■ BRIEF 1:
Copy from the records, character for character, the lines from the one containing "target: gray sleeve" up to and including the one containing "[[[34,0],[46,26],[56,56],[70,44],[84,37],[95,39],[79,0]]]".

■ EXCERPTED PASSAGE:
──────────────────────────────
A recent series of studies, titled “When Choice is Demotivating,” provide the evidence [that more choice is not better]. One study was set in a gourmet food store in an upscale community where, on weekends, the owners commonly set up sample tables of new items. When researchers set up a display featuring a line of exotic, high-quality jams, customers who came by could taste samples, and they were given a coupon for a dollar off if they bought a jar. In one condition of the study, 6 varieties of the jam were available for tasting. In another, 24 varieties were available. In either case, the entire set of 24 varieties was available for purchase. The large array of jams attracted more people to the table than the small array, though in both cases people tasted about the same number of jams on average. When it came to buying, however, a huge difference became evident. Thirty percent of the people exposed to the small array of jams actually bought a jar; only 3 percent of those exposed to the large array of jams did so (19-20).

SXSW too has a large number of exotic, high-quality jams — 1300 to be precise. And most of these bands plays multiple times.

In three days, faced with somewhere around 900 options, I saw two bands total.

The Mae Shi, For Example

On Friday night, I went to see The Mae Shi‘s showcase gig. They played for only about 25 minutes, but it verged on life-changing. The boys started the gig spread into the crowd, and since the venue had a poor man’s version of stadium-seating, they started chanting their first song in unison all around us. Finally descending upon the stage, they rocked and socked — with brief costume changes but without annoying inter-song banter — until we were all rocked out.

Besides the fact that the Mae Shi is a totally swell band, once had 6000 MySpace friends before MySpace conspired to destroy their MySpace page, and had their unbelievably great new track “Run to Your Grave” on Pitchfork’s Forkcast recently, there could not have been more than 75 to 100 people at the show.
──────────────────────────────
■ LISTED ENTRIES:

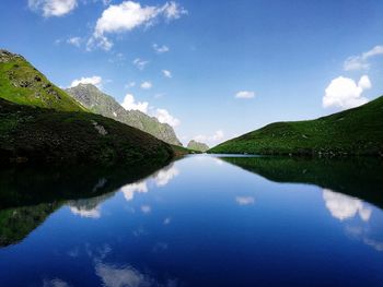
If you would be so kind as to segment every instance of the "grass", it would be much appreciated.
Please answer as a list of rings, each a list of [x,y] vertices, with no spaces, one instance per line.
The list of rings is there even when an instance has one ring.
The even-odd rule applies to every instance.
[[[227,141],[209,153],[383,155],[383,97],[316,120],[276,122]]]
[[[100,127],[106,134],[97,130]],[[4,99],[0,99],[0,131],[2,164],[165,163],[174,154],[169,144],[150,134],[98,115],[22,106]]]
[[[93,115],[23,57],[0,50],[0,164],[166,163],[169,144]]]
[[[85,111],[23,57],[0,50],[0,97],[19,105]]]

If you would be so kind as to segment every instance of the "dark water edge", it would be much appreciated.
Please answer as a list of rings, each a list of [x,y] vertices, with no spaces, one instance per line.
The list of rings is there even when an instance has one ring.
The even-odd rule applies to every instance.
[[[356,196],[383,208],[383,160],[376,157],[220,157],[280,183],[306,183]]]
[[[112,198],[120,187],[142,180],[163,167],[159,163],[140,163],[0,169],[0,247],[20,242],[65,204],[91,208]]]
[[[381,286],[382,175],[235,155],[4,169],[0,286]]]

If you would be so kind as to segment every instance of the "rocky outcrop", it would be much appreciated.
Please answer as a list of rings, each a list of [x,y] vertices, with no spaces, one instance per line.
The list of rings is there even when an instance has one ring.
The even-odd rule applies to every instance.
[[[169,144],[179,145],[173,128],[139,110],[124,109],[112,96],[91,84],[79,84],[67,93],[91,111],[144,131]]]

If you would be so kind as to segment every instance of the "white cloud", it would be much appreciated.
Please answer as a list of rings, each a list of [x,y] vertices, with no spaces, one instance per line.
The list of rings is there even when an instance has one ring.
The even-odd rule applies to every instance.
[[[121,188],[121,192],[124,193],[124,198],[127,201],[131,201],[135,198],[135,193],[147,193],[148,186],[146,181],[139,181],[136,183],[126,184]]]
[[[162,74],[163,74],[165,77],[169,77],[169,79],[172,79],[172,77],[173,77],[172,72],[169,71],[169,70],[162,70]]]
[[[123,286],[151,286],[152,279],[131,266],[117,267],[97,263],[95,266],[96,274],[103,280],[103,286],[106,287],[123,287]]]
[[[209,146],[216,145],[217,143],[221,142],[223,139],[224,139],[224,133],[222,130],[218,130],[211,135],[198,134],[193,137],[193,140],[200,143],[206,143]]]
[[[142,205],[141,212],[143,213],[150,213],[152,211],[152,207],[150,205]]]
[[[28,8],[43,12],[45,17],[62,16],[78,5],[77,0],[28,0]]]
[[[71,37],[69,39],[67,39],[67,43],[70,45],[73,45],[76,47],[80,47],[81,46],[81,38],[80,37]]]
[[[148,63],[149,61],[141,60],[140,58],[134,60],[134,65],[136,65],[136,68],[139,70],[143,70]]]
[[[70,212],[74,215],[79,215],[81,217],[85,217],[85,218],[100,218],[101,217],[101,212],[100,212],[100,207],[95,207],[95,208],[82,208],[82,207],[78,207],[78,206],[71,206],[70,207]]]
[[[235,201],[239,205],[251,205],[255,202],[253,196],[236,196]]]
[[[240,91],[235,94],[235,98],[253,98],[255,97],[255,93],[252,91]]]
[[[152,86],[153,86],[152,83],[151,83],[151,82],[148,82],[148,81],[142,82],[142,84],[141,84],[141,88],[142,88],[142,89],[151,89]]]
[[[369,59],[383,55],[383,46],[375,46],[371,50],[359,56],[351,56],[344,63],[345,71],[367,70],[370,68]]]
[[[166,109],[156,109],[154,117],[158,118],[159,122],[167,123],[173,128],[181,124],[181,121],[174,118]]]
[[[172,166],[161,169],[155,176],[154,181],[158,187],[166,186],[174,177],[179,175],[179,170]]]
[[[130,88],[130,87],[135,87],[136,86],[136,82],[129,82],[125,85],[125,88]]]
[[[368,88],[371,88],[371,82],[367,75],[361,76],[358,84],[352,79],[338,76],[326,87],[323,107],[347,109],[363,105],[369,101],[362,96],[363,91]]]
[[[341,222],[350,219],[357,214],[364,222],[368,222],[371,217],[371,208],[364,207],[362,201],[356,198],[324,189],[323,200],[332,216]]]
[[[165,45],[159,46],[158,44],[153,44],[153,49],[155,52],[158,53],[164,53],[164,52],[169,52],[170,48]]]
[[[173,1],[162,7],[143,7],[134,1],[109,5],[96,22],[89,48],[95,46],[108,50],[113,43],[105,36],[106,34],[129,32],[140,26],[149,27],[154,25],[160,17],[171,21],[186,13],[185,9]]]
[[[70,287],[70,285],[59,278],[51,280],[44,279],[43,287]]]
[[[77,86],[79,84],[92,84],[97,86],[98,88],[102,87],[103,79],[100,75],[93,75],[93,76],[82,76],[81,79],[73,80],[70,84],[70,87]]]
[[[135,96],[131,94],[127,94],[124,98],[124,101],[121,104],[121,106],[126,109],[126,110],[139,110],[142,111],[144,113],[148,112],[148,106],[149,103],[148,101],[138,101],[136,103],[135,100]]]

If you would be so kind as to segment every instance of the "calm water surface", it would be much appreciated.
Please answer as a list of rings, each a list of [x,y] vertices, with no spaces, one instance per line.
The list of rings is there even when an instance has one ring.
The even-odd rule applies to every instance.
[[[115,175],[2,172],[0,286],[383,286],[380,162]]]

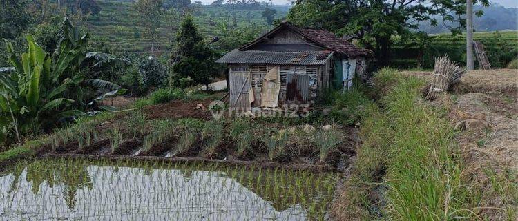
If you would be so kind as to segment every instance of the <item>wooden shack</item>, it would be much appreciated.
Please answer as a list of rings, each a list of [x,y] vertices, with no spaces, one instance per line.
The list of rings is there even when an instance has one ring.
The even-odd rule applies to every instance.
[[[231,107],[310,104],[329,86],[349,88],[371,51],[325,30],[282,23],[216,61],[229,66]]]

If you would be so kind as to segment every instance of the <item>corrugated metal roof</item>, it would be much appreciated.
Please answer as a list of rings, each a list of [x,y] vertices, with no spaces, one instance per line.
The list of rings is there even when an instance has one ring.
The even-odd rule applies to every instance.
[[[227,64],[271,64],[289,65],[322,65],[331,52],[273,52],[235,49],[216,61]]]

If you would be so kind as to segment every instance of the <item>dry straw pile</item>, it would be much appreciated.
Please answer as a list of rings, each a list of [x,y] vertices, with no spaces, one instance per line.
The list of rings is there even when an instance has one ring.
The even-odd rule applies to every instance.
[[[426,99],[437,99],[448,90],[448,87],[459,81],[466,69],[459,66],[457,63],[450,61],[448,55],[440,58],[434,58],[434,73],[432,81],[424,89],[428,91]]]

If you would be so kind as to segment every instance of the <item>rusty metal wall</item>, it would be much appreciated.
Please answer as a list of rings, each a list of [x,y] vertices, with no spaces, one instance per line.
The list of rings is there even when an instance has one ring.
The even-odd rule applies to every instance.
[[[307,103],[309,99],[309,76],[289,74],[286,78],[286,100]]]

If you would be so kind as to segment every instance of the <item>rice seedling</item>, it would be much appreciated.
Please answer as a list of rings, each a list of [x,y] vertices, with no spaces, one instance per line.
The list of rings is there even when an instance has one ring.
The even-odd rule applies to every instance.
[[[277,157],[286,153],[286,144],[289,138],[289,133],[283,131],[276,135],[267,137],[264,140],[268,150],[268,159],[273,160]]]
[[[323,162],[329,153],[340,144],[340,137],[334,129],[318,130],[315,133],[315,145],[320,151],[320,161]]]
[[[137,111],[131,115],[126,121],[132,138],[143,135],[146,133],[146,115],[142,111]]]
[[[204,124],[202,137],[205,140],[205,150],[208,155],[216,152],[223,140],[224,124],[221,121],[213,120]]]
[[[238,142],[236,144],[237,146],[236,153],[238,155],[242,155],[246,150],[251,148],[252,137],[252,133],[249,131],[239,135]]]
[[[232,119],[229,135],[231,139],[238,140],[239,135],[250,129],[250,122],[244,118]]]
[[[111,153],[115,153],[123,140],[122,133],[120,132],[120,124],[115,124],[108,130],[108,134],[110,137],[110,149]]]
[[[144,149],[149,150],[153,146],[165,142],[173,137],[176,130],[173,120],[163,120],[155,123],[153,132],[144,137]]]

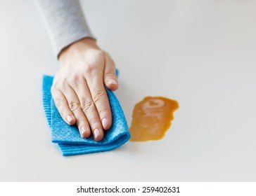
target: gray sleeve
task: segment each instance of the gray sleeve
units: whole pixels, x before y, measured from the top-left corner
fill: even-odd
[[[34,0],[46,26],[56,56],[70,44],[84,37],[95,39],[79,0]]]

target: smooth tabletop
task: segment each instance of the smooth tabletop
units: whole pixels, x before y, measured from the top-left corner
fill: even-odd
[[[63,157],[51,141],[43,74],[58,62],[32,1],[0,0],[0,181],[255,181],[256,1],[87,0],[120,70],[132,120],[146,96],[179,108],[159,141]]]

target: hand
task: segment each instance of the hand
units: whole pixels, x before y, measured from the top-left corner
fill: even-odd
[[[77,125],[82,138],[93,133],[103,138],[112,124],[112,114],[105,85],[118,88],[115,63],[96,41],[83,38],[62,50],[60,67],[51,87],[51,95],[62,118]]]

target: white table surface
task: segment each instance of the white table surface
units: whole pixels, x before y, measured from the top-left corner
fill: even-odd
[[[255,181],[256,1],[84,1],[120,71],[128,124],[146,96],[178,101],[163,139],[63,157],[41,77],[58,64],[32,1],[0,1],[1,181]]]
──────────────────────────────
■ BRIEF 2:
In the passage about choice and SXSW, what quantities are stated after the jam study, and what does each one count?

■ TASK ANSWER 1:
target: gray sleeve
task: segment each instance of the gray sleeve
units: whole pixels, x before y, measured from the top-left corner
fill: even-odd
[[[34,0],[46,26],[56,56],[70,44],[84,37],[95,39],[79,0]]]

■ TASK ANSWER 2:
- 1300: the exotic, high-quality jams (bands) at SXSW
- Three: the days spent at SXSW
- Somewhere around 900: the options faced
- Two: the bands seen in total
- About 25: the minutes The Mae Shi played
- 6000: the MySpace friends The Mae Shi once had
- 75 to 100: the most people who could have been at the show